| Stated goal |
From the line containing "Please spot the tree with" through the last line of the data, return those lines exactly as written and nothing more.

| Dataset entries |
::::

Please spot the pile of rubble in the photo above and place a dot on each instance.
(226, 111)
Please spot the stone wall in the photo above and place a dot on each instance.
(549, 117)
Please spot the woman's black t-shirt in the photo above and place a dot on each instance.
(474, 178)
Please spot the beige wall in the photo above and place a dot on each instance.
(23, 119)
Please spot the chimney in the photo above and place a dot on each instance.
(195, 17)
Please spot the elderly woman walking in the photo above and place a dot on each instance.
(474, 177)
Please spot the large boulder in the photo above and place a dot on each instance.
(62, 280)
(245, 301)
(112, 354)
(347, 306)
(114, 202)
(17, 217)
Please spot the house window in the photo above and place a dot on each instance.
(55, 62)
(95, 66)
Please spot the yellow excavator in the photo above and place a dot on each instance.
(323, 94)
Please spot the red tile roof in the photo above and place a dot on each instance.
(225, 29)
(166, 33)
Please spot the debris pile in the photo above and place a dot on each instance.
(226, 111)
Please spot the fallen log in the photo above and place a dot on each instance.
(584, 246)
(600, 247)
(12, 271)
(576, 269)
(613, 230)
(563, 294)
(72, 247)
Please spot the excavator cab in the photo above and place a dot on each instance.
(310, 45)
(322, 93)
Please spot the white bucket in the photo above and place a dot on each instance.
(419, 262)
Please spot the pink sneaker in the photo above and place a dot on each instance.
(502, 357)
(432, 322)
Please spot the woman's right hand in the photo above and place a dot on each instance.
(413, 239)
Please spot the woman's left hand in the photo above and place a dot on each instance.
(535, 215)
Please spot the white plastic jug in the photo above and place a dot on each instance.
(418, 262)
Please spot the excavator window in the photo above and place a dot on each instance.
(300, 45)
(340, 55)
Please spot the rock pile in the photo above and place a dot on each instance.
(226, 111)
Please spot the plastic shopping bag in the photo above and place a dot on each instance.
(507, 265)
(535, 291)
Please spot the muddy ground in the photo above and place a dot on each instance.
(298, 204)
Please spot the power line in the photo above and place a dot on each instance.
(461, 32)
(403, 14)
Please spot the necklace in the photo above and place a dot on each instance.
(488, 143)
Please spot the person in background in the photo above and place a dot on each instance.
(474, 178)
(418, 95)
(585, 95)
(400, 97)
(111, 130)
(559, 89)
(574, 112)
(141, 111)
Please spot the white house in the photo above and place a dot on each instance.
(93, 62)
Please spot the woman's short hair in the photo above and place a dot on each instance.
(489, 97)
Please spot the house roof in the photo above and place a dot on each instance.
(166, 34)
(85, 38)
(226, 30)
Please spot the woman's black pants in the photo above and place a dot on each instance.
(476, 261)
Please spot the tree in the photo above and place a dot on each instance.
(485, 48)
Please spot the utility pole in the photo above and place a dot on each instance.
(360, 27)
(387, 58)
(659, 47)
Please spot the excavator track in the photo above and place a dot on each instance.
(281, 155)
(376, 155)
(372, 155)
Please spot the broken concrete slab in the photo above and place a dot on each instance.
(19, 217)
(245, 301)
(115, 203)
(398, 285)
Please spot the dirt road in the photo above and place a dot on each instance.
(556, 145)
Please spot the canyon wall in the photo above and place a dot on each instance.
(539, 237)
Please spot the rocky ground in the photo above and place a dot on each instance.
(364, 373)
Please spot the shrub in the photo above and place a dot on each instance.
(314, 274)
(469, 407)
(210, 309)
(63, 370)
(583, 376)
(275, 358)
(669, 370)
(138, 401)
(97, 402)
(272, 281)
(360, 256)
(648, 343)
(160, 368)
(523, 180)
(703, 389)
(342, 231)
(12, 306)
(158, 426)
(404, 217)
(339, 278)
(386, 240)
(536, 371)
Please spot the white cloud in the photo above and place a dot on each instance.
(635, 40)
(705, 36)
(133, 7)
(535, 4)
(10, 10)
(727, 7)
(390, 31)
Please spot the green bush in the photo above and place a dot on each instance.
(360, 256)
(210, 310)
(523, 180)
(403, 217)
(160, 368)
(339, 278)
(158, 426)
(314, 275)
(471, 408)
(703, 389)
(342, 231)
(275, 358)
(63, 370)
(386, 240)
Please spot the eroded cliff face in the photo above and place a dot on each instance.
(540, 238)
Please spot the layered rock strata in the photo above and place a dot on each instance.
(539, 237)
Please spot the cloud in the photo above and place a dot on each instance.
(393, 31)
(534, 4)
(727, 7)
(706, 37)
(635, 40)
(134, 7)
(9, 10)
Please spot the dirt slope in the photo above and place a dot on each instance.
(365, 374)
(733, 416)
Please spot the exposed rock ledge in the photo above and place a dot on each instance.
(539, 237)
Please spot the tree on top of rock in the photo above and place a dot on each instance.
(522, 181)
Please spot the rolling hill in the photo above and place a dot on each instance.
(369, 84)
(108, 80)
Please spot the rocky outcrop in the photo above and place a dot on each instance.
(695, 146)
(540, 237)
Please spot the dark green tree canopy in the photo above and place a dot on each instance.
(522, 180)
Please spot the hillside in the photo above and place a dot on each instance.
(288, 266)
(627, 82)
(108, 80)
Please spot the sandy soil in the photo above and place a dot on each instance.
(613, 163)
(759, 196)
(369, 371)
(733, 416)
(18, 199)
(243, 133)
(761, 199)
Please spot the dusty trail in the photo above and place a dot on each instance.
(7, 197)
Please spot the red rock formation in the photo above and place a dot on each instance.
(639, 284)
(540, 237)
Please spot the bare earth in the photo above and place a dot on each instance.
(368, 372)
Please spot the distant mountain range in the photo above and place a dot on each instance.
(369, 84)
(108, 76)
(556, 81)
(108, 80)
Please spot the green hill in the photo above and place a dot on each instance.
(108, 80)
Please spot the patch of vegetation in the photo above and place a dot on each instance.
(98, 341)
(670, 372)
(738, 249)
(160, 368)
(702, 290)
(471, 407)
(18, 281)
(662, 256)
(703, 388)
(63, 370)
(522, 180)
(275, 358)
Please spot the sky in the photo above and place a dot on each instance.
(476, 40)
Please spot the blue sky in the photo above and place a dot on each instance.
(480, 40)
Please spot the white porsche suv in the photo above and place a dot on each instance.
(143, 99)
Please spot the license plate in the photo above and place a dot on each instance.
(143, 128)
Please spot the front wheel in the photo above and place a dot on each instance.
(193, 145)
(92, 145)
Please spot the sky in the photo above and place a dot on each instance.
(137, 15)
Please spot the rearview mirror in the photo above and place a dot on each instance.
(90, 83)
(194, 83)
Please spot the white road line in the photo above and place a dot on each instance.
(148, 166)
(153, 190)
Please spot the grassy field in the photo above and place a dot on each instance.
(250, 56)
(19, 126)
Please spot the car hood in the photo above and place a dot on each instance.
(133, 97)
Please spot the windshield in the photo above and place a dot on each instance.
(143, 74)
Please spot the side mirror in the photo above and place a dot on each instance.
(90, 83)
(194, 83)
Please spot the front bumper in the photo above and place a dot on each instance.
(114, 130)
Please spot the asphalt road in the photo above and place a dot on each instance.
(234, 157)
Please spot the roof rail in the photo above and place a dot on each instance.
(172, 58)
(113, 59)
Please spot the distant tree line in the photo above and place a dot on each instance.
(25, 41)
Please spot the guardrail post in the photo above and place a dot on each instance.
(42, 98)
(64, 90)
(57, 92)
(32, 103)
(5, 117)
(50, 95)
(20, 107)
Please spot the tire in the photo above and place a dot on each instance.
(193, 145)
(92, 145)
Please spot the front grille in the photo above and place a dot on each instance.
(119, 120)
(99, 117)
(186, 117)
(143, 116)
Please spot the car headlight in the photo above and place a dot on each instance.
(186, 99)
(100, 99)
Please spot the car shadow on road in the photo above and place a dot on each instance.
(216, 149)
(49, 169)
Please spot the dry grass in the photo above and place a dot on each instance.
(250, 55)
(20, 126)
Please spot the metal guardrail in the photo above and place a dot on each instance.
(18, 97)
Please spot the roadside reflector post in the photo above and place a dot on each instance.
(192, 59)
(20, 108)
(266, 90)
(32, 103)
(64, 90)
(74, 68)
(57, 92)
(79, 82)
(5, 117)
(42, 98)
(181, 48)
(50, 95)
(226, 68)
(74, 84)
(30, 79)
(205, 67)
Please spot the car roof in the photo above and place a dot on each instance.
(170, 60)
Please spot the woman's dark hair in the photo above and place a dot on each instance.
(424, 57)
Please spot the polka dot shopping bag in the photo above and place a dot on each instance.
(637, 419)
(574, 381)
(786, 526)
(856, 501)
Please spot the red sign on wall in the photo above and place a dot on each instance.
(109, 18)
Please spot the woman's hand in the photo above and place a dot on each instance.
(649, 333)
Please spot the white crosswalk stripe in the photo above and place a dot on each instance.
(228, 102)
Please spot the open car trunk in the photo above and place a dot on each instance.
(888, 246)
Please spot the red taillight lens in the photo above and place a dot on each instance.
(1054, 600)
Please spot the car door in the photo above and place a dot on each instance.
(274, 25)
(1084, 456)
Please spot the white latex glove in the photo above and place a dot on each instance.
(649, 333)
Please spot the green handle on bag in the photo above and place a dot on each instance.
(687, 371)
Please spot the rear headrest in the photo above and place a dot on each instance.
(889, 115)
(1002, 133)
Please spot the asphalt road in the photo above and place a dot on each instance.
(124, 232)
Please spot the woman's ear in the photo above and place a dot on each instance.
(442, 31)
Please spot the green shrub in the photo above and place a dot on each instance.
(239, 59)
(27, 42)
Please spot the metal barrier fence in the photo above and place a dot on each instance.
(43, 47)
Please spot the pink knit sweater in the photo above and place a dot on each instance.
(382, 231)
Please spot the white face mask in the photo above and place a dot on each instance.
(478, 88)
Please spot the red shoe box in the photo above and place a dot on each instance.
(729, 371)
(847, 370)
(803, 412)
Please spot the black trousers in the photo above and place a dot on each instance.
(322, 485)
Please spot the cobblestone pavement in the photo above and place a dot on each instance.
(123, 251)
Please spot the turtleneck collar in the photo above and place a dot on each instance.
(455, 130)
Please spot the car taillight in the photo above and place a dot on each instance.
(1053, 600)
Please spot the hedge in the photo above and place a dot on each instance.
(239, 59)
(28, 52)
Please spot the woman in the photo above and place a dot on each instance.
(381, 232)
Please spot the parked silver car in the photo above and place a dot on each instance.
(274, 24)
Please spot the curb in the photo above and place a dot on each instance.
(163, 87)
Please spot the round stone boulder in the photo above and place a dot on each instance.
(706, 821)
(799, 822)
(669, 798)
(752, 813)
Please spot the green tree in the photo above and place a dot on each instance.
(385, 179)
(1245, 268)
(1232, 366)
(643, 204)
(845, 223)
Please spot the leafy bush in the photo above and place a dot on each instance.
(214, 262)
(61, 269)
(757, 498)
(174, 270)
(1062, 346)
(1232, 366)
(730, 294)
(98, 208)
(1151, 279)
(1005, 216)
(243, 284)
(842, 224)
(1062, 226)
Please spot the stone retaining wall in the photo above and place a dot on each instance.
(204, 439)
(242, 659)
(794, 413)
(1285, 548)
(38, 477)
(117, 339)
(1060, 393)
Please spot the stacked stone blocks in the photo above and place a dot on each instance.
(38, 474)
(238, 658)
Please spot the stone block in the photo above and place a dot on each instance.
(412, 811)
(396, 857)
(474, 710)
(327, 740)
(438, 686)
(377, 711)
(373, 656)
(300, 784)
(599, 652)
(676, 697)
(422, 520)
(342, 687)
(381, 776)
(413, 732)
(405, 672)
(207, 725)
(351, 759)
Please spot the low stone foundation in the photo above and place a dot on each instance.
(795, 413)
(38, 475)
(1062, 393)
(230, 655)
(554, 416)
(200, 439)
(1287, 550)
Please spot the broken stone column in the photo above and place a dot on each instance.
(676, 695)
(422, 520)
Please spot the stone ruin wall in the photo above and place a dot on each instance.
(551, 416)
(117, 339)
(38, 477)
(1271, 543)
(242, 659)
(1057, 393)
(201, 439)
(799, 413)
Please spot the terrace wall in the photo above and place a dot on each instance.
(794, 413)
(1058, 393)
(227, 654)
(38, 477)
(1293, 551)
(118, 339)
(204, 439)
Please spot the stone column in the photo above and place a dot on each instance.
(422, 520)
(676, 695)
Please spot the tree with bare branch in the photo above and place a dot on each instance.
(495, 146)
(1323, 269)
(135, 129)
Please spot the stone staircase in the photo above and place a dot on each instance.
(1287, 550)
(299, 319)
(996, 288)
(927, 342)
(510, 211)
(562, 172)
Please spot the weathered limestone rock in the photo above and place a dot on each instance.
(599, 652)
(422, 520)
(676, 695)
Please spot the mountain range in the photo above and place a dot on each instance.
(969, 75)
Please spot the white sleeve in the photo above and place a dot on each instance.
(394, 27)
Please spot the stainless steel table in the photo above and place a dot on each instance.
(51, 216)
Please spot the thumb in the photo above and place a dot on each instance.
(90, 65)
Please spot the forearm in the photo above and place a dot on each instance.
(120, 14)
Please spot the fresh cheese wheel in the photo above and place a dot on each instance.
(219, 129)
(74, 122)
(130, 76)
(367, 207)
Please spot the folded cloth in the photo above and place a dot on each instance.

::::

| Solution for this task |
Please spot the tree with bare branch in the photo above and place a dot on each instance.
(495, 146)
(1323, 269)
(135, 129)
Please spot the stone staircase in the photo above and place a dot on each instance.
(1287, 550)
(299, 319)
(996, 288)
(927, 342)
(510, 211)
(562, 172)
Please spot the weathered limestone rock in the photo above and place a dot on each instance.
(599, 652)
(422, 520)
(676, 695)
Please spot the mountain range in the photo above and place a dot on each instance.
(969, 75)
Please spot the white sleeve in the photo above and place a dot on each instance.
(394, 27)
Please spot the stainless steel table in the photo above and place a dot on each instance.
(51, 216)
Please spot the thumb in the photo above and place a dot on each instance.
(90, 65)
Please spot the forearm in the photo above and place a dot on each instance.
(120, 14)
Please spot the fresh cheese wheel in the photo above and place a dot on each instance.
(219, 129)
(74, 122)
(130, 76)
(367, 207)
Please spot the folded cloth in the photo above and place a dot on each instance.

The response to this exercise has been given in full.